## [Te verrichten taak]
Tel hoeveel regels van de onderstaande vermeldingen de tekenreeks "street" bevatten, waarbij onderscheid tussen hoofdletters en kleine letters wordt gemaakt. Vermeld uitsluitend het aantal.

Geannoteerde coördinaatgegevens
______
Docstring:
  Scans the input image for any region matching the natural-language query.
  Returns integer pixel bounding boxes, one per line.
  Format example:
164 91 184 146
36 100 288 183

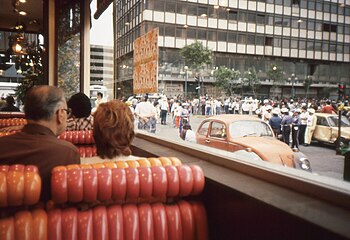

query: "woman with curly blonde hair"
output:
82 100 138 163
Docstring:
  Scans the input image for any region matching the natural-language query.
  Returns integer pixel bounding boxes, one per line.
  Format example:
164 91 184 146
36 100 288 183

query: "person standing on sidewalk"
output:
160 96 169 125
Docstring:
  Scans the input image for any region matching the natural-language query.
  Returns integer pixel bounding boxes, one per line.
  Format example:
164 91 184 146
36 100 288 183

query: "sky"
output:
90 0 113 46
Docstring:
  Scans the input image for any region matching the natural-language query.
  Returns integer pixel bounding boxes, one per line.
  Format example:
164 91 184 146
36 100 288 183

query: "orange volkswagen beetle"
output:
196 114 311 171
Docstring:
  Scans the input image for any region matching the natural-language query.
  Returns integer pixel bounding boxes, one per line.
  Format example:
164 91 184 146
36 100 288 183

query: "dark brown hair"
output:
93 100 135 159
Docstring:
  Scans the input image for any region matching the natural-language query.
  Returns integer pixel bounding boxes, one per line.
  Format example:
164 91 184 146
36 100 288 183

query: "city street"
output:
152 115 344 180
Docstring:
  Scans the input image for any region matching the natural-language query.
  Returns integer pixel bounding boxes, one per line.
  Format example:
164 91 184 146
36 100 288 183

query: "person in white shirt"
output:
180 124 197 143
304 108 317 146
135 96 157 133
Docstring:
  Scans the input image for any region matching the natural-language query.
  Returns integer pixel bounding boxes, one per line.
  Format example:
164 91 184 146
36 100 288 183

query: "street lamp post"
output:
184 66 188 100
290 73 298 98
291 73 295 99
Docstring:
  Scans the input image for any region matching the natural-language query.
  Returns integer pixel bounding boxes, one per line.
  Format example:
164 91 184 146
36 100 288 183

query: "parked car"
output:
196 114 311 171
312 113 350 147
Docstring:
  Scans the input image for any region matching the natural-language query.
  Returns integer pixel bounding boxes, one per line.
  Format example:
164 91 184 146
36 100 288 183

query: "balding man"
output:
______
## [Volledig antwoord]
2